Begin MATERIAL FOR THIS TASK
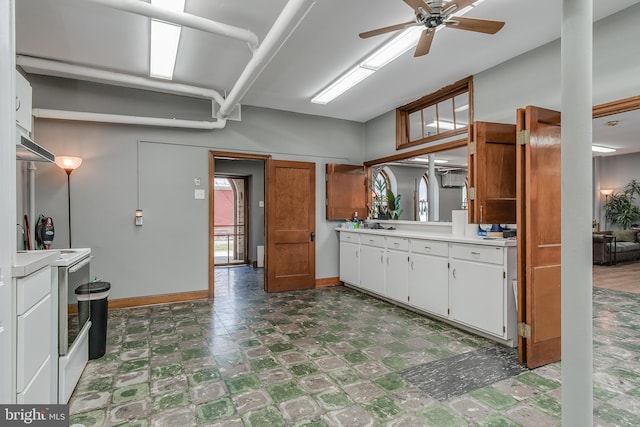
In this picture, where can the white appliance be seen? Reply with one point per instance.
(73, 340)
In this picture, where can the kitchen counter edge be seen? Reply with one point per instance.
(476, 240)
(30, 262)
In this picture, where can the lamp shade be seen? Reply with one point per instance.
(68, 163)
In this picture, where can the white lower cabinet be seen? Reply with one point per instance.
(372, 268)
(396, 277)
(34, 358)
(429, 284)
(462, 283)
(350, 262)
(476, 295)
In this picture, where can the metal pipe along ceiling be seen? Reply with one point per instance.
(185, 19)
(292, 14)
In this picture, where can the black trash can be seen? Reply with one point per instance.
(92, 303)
End MATERIAL FOR THIS TASK
SET TASK: Reproduce every line of the entries above, including each line that asks where an item appears. Add 10 to both coordinates of every answer point, and omit the pictures.

RESULT FOR THIS TASK:
In this picture, where can the white appliance be seen? Reply with one point per instance.
(83, 350)
In this picture, where can the kitchen counter edge be seen? Reply with one point per instance.
(486, 250)
(40, 272)
In this picture, where can the lamp shade be seen? Reply with one point per instance.
(78, 173)
In this picture, where can the white lower cabinet be seen? Reply with one point per instance.
(382, 278)
(406, 287)
(44, 368)
(439, 294)
(472, 293)
(360, 272)
(486, 305)
In this picture, where can the metal pipe along ceiling be seen? Reply with one point per instance.
(195, 29)
(302, 24)
In this picture, where can the black trash can be seen? Reply with one point per instance.
(102, 313)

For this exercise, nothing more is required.